> Selected excerpt:
>>>>>
The following article describes the application of the CPTED methodology, from a Third Generation CPTED approach, in a neighbourhood called Villa Andes del Sur, located in the communal limit between the Municipality of Puente Alto and La Florida, in the metropolitan region of Santiago de Chile, during 2021-2022. This villa has struggled the past two years with theft, extreme COVID consequences and social stigmatization.

Third Generation CPTED (Mihinjac and Saville, 2019) incorporates principles such as Sustainability and Public Health Sustainability into the principles of natural surveillance, natural access control, territorial reinforcement, maintenance, and community participation from First and Second Generation CPTED. The principle of “community participation” was never included as a specific principle of First Generation CPTED, it was only adopted that way within the Latin American region. This article will describe how the CPTED project of Villa Andes del Sur, activated what is mentioned in anthropological literature as AI[1] (Ancestral Intelligence). AI is defined as the ability to access and store information linked to survival process in the context of human evolution through the lengthy process of change by which people originated from their ancestors. Scientific evidence shows that the physical and behavioral traits shared by all people originated from their ancestors and evolved over a period of approximately six million years. Linked to this idea is the concept that, distinct from the social brain hypothesis (Dunbar, 2009), cultural intelligence (known as the cultural brain hypothesis), dictates that human brain size, cognitive ability and intelligence has increased over generations due to cultural information from a mechanism known as social learning.[2]

Cultural intelligence could explain why elderly people in a difficult and challenging COVID scenario manage to reduce the perception of insecurity, crimes of opportunity and increase community cohesion (in addition to female empowerment of the grandmothers of the Villa Andes del Sur).
<<<<<
> Recorded information:
>>>>>
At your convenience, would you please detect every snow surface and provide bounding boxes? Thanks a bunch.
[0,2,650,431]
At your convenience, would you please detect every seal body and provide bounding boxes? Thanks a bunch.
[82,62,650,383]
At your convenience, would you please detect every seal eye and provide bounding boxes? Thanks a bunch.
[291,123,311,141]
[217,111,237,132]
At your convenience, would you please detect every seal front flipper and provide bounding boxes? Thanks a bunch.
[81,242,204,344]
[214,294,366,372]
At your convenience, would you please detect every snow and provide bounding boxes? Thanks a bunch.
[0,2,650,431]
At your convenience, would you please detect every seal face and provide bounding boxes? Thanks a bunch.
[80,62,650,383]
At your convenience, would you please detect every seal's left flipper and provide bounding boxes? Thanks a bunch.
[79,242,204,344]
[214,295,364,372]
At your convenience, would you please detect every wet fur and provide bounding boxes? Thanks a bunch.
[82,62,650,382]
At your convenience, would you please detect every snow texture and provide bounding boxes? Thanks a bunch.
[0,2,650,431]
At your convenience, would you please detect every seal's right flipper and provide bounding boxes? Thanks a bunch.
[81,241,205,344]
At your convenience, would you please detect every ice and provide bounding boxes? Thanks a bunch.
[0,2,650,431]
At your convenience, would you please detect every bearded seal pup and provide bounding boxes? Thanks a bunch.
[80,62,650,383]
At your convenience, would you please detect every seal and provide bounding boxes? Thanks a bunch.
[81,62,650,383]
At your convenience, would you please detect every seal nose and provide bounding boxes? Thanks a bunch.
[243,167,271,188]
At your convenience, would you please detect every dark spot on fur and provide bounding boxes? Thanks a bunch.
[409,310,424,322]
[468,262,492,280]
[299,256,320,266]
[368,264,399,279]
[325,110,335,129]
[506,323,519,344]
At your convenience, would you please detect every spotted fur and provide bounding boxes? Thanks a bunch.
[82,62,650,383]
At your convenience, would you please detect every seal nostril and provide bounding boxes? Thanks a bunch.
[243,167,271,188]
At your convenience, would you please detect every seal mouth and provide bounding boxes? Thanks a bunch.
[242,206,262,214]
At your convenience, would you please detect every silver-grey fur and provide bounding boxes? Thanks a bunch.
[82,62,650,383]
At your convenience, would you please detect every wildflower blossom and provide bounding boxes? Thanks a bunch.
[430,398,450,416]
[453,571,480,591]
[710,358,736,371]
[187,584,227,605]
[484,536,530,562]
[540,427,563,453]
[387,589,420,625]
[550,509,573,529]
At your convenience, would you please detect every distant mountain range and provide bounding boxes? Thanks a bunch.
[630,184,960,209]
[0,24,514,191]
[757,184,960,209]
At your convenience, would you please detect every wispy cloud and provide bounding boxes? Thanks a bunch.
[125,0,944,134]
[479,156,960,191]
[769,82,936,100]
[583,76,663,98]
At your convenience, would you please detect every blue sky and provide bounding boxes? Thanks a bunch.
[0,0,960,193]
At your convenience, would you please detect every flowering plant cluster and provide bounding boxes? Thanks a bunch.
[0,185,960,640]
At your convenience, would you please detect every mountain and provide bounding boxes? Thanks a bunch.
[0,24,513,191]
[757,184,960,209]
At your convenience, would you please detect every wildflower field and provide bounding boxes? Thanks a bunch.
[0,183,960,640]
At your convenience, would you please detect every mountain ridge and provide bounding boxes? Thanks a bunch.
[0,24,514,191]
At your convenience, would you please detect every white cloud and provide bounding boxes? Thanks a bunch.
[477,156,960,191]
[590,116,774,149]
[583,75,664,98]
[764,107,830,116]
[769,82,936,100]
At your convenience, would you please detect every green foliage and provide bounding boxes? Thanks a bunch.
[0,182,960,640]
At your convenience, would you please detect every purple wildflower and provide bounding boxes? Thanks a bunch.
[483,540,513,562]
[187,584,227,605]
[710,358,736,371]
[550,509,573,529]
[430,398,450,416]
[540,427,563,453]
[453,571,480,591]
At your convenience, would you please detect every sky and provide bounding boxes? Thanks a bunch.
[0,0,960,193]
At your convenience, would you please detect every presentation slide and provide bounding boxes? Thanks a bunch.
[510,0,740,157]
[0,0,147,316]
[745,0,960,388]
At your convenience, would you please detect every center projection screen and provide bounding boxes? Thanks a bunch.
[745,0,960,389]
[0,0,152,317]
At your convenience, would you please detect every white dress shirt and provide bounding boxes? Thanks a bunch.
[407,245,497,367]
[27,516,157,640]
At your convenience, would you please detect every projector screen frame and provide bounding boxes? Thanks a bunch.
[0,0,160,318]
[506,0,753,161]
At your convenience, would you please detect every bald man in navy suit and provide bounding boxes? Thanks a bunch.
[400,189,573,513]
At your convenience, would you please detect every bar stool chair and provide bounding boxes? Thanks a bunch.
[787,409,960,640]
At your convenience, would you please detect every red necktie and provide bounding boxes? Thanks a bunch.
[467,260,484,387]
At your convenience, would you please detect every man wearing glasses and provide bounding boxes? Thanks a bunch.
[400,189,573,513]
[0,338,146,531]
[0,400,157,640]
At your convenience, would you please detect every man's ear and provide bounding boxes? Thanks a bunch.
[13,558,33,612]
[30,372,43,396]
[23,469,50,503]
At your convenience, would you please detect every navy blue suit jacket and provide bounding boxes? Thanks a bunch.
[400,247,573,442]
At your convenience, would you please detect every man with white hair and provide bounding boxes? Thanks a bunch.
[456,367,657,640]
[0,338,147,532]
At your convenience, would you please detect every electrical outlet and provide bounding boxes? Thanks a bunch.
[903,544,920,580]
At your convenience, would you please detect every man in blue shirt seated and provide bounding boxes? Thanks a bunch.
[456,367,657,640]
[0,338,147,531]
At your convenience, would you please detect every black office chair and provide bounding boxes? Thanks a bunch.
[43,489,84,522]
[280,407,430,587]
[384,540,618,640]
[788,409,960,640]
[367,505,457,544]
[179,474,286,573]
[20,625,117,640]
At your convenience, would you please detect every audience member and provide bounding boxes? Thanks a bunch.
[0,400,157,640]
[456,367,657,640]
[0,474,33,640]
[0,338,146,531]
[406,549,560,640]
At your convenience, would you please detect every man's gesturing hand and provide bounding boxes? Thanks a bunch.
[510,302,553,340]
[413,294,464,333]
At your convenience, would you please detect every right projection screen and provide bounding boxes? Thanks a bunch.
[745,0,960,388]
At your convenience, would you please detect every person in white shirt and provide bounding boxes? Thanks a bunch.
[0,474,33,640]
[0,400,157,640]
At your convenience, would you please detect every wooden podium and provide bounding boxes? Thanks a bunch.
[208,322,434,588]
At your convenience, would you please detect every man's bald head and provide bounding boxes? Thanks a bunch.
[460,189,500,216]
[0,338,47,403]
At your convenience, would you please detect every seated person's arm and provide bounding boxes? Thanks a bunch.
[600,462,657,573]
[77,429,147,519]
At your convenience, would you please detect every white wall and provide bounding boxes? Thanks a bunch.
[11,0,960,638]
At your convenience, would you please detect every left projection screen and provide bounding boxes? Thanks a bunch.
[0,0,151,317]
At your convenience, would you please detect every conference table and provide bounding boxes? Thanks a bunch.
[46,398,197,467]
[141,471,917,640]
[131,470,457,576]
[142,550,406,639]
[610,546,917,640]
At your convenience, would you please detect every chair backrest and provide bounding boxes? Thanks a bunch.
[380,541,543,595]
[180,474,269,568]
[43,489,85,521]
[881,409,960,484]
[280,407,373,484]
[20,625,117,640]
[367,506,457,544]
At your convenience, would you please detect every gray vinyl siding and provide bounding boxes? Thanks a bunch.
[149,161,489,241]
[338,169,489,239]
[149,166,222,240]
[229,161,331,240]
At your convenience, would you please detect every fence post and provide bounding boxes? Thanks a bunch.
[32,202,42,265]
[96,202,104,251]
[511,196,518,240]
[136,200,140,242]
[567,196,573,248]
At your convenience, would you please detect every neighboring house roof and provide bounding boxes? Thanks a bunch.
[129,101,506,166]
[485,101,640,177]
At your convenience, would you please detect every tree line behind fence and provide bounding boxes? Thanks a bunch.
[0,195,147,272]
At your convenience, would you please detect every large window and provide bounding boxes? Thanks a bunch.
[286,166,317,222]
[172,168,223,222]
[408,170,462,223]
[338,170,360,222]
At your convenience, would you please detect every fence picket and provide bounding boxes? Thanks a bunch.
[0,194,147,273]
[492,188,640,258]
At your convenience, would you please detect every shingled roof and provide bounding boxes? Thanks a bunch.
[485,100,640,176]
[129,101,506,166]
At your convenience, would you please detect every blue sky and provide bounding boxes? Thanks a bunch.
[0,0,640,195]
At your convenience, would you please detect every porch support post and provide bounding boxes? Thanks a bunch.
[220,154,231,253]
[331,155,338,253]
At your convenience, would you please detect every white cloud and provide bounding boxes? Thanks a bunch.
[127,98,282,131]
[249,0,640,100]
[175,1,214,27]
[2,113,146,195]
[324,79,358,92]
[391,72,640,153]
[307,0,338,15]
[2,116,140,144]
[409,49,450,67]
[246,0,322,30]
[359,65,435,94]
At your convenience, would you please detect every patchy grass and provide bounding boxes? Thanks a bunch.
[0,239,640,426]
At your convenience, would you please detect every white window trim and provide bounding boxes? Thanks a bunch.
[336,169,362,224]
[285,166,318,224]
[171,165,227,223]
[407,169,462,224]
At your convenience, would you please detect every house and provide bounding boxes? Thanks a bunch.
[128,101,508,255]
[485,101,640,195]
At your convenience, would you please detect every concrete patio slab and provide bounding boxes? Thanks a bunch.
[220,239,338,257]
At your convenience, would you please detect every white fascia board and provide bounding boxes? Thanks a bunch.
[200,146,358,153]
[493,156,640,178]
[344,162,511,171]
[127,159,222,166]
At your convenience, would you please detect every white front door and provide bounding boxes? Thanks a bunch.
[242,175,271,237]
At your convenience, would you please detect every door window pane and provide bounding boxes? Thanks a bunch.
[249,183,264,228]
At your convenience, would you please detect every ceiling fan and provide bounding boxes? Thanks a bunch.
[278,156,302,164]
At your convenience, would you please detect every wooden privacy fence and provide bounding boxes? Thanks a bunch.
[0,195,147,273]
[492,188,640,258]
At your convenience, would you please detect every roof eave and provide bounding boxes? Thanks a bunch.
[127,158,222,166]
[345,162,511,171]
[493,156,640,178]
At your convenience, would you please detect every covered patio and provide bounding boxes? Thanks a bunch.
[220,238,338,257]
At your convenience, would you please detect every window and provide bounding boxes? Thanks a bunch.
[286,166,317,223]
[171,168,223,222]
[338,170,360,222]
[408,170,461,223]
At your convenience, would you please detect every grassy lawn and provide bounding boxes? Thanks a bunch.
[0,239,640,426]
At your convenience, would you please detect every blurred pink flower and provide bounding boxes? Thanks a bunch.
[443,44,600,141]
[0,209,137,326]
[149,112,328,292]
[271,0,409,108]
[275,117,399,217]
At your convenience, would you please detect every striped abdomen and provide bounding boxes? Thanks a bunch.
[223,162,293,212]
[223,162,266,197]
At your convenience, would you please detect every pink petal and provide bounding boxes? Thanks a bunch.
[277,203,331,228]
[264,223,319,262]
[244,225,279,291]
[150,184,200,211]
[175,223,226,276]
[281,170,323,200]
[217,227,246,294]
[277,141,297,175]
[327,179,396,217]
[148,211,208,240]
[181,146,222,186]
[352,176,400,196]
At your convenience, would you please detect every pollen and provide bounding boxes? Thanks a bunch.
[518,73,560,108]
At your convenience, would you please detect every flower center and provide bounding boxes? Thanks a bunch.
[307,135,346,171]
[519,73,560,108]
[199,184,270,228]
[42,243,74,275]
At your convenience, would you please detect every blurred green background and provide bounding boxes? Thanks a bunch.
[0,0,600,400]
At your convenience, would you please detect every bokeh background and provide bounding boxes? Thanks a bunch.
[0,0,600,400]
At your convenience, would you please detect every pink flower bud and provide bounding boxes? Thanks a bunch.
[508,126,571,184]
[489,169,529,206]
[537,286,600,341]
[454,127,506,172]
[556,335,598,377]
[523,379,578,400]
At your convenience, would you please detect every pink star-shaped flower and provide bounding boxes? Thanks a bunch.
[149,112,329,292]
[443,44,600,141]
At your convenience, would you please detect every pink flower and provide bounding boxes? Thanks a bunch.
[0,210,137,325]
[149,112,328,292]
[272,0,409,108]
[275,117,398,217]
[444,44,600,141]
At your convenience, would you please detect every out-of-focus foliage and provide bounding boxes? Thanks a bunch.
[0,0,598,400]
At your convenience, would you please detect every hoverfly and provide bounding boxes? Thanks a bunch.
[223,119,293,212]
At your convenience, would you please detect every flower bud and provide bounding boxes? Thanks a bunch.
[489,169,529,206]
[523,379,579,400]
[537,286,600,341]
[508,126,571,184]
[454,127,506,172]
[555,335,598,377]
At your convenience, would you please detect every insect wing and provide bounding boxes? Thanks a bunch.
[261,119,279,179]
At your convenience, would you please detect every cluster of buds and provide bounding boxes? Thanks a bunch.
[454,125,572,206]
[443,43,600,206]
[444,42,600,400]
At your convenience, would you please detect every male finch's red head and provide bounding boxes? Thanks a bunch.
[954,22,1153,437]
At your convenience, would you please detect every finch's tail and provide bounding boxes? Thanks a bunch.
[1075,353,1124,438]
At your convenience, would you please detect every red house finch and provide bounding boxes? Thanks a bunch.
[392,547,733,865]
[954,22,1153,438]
<<<<<
> Explore the material:
(a) According to the article on CPTED in Villa Andes del Sur, during which years was the methodology applied there?
(b) In the article on CPTED in Villa Andes del Sur, write out everything from "The following article" down to "and social stigmatization.", swapping "theft" for "vandalism".

> Solved problems:
(a) 2021-2022

(b)
The following article describes the application of the CPTED methodology, from a Third Generation CPTED approach, in a neighbourhood called Villa Andes del Sur, located in the communal limit between the Municipality of Puente Alto and La Florida, in the metropolitan region of Santiago de Chile, during 2021-2022. This villa has struggled the past two years with vandalism, extreme COVID consequences and social stigmatization.